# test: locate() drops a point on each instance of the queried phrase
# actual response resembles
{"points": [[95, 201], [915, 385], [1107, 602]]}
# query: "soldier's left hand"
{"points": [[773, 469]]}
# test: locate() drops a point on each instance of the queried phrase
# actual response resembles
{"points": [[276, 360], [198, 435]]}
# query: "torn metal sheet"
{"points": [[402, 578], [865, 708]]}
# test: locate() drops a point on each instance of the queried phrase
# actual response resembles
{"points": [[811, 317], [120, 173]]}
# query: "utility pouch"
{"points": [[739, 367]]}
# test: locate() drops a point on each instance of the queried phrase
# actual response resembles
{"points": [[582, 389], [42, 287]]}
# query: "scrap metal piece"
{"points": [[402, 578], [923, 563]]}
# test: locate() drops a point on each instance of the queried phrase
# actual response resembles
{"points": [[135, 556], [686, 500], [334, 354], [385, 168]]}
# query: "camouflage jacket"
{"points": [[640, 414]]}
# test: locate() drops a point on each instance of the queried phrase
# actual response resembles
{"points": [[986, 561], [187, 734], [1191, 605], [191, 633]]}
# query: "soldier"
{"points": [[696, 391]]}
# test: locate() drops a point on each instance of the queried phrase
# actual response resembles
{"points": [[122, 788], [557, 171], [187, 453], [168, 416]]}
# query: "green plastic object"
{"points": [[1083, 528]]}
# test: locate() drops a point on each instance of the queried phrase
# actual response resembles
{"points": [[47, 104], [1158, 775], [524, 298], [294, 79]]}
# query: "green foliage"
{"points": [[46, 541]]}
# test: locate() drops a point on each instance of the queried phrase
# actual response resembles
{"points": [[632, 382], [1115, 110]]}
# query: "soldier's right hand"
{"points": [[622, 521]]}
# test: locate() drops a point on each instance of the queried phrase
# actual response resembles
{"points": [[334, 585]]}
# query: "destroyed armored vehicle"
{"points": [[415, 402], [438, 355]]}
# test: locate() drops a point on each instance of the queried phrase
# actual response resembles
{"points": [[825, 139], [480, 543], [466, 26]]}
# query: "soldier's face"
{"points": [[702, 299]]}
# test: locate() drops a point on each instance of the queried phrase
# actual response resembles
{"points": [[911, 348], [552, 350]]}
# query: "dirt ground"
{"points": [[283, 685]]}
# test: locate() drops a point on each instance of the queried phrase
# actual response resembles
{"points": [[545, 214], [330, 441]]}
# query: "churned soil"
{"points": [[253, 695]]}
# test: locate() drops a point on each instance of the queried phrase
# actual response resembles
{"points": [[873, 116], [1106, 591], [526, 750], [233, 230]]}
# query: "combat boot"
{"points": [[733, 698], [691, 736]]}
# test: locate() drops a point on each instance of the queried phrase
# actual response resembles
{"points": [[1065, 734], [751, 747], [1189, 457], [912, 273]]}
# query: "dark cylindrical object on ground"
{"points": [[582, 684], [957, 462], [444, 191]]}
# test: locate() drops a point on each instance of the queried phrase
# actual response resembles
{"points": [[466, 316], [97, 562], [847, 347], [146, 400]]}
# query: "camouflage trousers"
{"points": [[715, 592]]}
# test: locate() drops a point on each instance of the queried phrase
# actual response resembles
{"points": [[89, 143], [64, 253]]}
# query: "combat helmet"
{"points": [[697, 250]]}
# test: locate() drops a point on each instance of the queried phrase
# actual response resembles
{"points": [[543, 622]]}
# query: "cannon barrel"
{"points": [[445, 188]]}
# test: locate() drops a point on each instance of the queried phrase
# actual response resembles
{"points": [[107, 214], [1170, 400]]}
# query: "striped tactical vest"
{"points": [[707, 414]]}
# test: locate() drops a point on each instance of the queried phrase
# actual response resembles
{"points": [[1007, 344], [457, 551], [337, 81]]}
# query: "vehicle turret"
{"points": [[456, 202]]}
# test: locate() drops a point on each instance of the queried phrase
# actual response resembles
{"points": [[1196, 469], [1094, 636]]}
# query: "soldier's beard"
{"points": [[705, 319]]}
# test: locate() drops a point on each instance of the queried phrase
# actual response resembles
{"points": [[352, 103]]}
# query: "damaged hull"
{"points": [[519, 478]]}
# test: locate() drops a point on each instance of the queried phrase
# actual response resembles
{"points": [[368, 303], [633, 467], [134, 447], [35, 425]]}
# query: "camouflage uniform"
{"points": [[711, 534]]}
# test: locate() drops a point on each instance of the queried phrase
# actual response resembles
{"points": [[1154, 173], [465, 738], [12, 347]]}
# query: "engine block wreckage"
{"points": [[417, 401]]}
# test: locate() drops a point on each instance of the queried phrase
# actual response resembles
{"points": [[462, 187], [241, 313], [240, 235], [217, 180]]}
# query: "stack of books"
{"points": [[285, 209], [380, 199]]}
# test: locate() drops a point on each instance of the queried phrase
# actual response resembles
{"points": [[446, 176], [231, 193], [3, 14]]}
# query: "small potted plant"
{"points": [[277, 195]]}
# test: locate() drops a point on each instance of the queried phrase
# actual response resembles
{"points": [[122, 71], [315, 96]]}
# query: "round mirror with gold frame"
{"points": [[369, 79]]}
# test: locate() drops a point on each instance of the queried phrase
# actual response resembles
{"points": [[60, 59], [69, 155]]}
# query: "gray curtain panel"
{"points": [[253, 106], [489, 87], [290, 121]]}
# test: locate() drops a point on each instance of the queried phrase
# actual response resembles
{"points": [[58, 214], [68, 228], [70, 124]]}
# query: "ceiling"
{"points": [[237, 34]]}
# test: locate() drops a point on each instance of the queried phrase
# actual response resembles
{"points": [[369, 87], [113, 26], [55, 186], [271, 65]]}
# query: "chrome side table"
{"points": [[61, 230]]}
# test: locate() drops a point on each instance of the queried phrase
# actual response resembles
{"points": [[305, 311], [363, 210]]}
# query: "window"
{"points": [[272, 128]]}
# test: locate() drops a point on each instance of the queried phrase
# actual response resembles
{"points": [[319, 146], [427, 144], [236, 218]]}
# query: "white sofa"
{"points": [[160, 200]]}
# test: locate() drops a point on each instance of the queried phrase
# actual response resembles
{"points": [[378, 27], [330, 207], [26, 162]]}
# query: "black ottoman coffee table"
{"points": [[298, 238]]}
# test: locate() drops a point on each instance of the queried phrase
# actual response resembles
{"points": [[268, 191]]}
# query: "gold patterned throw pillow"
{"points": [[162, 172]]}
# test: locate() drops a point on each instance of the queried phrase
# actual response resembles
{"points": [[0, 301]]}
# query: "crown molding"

☆ ☆ ☆ ☆ ☆

### YOUR OBJECTIVE
The records need to be set down again without a single difference.

### ANSWER SPACE
# test: locate() drops a point on each instance of the queried phrase
# actual response resembles
{"points": [[95, 201], [915, 385], [1107, 602]]}
# query: "soldier's left hand"
{"points": [[773, 469]]}
# test: locate() drops a point on each instance of the queried phrase
# actual response resembles
{"points": [[276, 360], [198, 435]]}
# query: "torn metal sheet"
{"points": [[402, 578], [865, 708]]}
# test: locate() drops a point on each instance of the queried phrase
# actual response resembles
{"points": [[811, 317], [120, 173]]}
# query: "utility pouch"
{"points": [[739, 367]]}
# test: locate() drops a point on each instance of the queried phrase
# actual response resembles
{"points": [[582, 389], [42, 287]]}
# query: "scrap metal piece"
{"points": [[402, 578], [923, 563]]}
# test: locate() drops a point on each instance of the queried phrase
# actual response resembles
{"points": [[135, 556], [686, 500], [334, 354], [385, 168]]}
# query: "camouflage jacket"
{"points": [[640, 414]]}
# test: locate() drops a point on each instance of the queried phrase
# actual response resembles
{"points": [[986, 561], [187, 734], [1191, 605], [191, 633]]}
# query: "soldier"
{"points": [[696, 391]]}
# test: locate() drops a point on each instance of the queried phrase
# actual response resembles
{"points": [[122, 788], [557, 171], [187, 453], [168, 416]]}
# query: "green plastic object"
{"points": [[1083, 528]]}
# test: locate() drops a point on each instance of the queried phrase
# actual response resembles
{"points": [[47, 104], [1158, 775], [524, 298], [294, 79]]}
# query: "green foliage"
{"points": [[46, 541]]}
# test: locate() drops a point on each instance of the queried phrase
# actual response resembles
{"points": [[632, 382], [1115, 110]]}
# query: "soldier's right hand"
{"points": [[622, 521]]}
# test: locate() drops a point on each instance of the queried phrase
# actual response resembles
{"points": [[334, 585]]}
# query: "destroyed armored vehicle"
{"points": [[415, 402], [438, 355]]}
# test: locate() drops a point on each instance of the queried phrase
# actual response resembles
{"points": [[825, 139], [480, 543], [466, 26]]}
# query: "soldier's face"
{"points": [[702, 299]]}
# test: locate() drops a point on each instance of the queried phrase
# actual response resembles
{"points": [[911, 348], [552, 350]]}
# query: "dirt ground"
{"points": [[283, 685]]}
# test: locate() drops a point on each instance of the queried phrase
# actual response resembles
{"points": [[545, 214], [330, 441]]}
# query: "churned soil"
{"points": [[253, 695]]}
# test: locate() drops a point on each instance of the queried phrase
# actual response resembles
{"points": [[873, 116], [1106, 591], [526, 750], [233, 230]]}
# query: "combat boot"
{"points": [[733, 698], [691, 736]]}
# test: locate() drops a point on each instance of the queried phrase
# actual response resembles
{"points": [[1065, 734], [751, 747], [1189, 457], [912, 273]]}
# query: "dark cylindrical object on ground"
{"points": [[582, 684], [957, 462], [444, 191]]}
# test: locate() drops a point on each instance of the queried phrase
# actual response resembles
{"points": [[466, 316], [97, 562], [847, 347], [146, 400]]}
# query: "camouflage trousers"
{"points": [[715, 592]]}
# test: locate() drops a point on each instance of the queried phrase
# actual response resembles
{"points": [[89, 143], [64, 253]]}
# query: "combat helmet"
{"points": [[697, 250]]}
# test: locate() drops a point on each instance of the queried phrase
# actual response resembles
{"points": [[543, 622]]}
# query: "cannon barrel"
{"points": [[445, 188]]}
# test: locate() drops a point on each instance of the queried phrase
# actual response resembles
{"points": [[107, 214], [1170, 400]]}
# query: "striped tactical vest"
{"points": [[707, 414]]}
# test: locate() drops a point on each instance of the queried phrase
# actual response resembles
{"points": [[1007, 344], [457, 551], [337, 81]]}
# query: "vehicle turret"
{"points": [[456, 202]]}
# test: locate() drops a point on each instance of the queried phrase
# actual response resembles
{"points": [[1196, 469], [1094, 636]]}
# query: "soldier's beard"
{"points": [[705, 319]]}
# test: locate() drops a point on each instance of the queried phrase
# actual response resembles
{"points": [[352, 103]]}
# query: "damaged hull"
{"points": [[519, 478]]}
# test: locate() drops a point on each instance of the queried phrase
# actual response resembles
{"points": [[368, 303], [633, 467], [134, 447], [35, 425]]}
# query: "camouflage uniform"
{"points": [[711, 534]]}
# test: locate() drops a point on each instance of the queried phrase
# actual response resembles
{"points": [[1154, 173], [465, 738], [12, 347]]}
# query: "engine block wreckage"
{"points": [[417, 401]]}
# test: locate() drops a point on each instance of the queried phrase
# actual response resembles
{"points": [[462, 187], [241, 313], [240, 235], [217, 180]]}
# query: "stack of books"
{"points": [[285, 209], [380, 199]]}
# test: locate() drops a point on each instance of the queried phrase
# actual response resembles
{"points": [[446, 176], [231, 193], [3, 14]]}
# query: "small potted plant"
{"points": [[277, 195]]}
# test: locate() drops a point on each instance of the queried phrase
# actual response resembles
{"points": [[122, 71], [315, 96]]}
# query: "round mirror with gold frame"
{"points": [[369, 79]]}
# test: locate() drops a point on each instance of the queried phrase
# actual response resembles
{"points": [[60, 59], [69, 155]]}
# query: "gray curtain panel"
{"points": [[253, 106], [489, 87], [290, 121]]}
# test: locate() drops a point on each instance of the queried phrase
# actual response resembles
{"points": [[58, 214], [68, 228], [70, 124]]}
# query: "ceiling"
{"points": [[237, 34]]}
# test: locate() drops a point on each instance of the queried phrase
# actual response resembles
{"points": [[369, 87], [113, 26], [55, 186], [271, 65]]}
# query: "chrome side table"
{"points": [[61, 230]]}
# test: locate() drops a point on each instance of the queried phrase
# actual response resembles
{"points": [[305, 311], [363, 210]]}
# query: "window"
{"points": [[272, 128]]}
# test: locate() drops a point on each instance of the queried phrase
# actual response resembles
{"points": [[319, 146], [427, 144], [236, 218]]}
# query: "white sofa"
{"points": [[160, 200]]}
# test: locate() drops a point on each instance of the queried phrase
# actual response resembles
{"points": [[378, 27], [330, 207], [26, 162]]}
# query: "black ottoman coffee table"
{"points": [[298, 238]]}
# test: locate() drops a point on each instance of the queried phrase
# actual response resembles
{"points": [[268, 191]]}
# query: "gold patterned throw pillow"
{"points": [[162, 172]]}
# test: locate() drops a point on each instance of the queried phrase
# actual response resembles
{"points": [[0, 301]]}
# query: "crown molding"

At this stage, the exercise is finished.